§ **Task**
Output all the data below verbatim.

Saved entries:
*** Block opens ***

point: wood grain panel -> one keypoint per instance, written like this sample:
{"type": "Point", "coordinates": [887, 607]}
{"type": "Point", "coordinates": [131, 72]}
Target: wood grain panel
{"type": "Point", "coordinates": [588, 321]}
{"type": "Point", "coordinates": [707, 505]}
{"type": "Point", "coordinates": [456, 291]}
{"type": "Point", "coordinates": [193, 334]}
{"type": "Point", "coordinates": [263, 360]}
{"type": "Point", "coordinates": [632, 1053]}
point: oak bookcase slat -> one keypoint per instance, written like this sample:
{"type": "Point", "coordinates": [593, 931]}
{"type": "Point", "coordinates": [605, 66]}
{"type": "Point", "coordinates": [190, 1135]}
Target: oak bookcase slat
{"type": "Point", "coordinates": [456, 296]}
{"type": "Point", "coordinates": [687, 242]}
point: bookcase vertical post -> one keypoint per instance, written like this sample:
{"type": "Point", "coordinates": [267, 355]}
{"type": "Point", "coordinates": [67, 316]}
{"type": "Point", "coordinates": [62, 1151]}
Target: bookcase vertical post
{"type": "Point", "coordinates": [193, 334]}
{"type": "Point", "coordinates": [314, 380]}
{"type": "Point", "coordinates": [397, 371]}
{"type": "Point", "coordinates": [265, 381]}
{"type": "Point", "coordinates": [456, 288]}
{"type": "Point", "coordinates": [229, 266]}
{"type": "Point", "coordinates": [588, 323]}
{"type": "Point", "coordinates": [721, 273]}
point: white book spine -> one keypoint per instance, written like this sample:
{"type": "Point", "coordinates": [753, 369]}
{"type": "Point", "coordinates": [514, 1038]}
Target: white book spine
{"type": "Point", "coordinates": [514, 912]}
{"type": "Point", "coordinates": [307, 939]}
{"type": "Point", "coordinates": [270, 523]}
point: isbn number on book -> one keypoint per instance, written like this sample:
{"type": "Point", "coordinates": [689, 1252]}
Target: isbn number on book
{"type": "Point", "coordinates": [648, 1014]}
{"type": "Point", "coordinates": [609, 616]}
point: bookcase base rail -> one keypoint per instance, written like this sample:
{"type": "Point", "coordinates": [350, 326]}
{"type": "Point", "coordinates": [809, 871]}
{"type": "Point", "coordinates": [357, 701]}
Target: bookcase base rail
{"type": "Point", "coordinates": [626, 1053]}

*** Block closes ***

§ **Answer space**
point: wood grain panel -> one keypoint per instance, written like this sample:
{"type": "Point", "coordinates": [887, 607]}
{"type": "Point", "coordinates": [131, 72]}
Target: wood grain panel
{"type": "Point", "coordinates": [588, 321]}
{"type": "Point", "coordinates": [707, 505]}
{"type": "Point", "coordinates": [456, 291]}
{"type": "Point", "coordinates": [193, 334]}
{"type": "Point", "coordinates": [263, 360]}
{"type": "Point", "coordinates": [632, 1053]}
point: oak bookcase slat -> one keypoint per instance, written like this sample:
{"type": "Point", "coordinates": [593, 931]}
{"type": "Point", "coordinates": [605, 66]}
{"type": "Point", "coordinates": [190, 1135]}
Target: oak bookcase slat
{"type": "Point", "coordinates": [456, 296]}
{"type": "Point", "coordinates": [687, 242]}
point: bookcase vertical post -> one keypoint per instance, written like this sample:
{"type": "Point", "coordinates": [267, 355]}
{"type": "Point", "coordinates": [67, 316]}
{"type": "Point", "coordinates": [62, 1151]}
Target: bookcase vertical post
{"type": "Point", "coordinates": [193, 334]}
{"type": "Point", "coordinates": [314, 380]}
{"type": "Point", "coordinates": [397, 371]}
{"type": "Point", "coordinates": [265, 381]}
{"type": "Point", "coordinates": [456, 288]}
{"type": "Point", "coordinates": [229, 266]}
{"type": "Point", "coordinates": [588, 323]}
{"type": "Point", "coordinates": [721, 273]}
point: white book spine -> one keypoint per instance, written like this sample:
{"type": "Point", "coordinates": [753, 369]}
{"type": "Point", "coordinates": [514, 1038]}
Target: white book spine
{"type": "Point", "coordinates": [514, 912]}
{"type": "Point", "coordinates": [307, 939]}
{"type": "Point", "coordinates": [270, 523]}
point: isbn number on book -> one keypoint per instance, written like this sample:
{"type": "Point", "coordinates": [689, 1252]}
Target: isbn number on book
{"type": "Point", "coordinates": [648, 1014]}
{"type": "Point", "coordinates": [609, 616]}
point: bookcase base rail -> one keypoint per instance, written like this sample:
{"type": "Point", "coordinates": [350, 326]}
{"type": "Point", "coordinates": [809, 871]}
{"type": "Point", "coordinates": [357, 701]}
Target: bookcase base rail
{"type": "Point", "coordinates": [626, 1053]}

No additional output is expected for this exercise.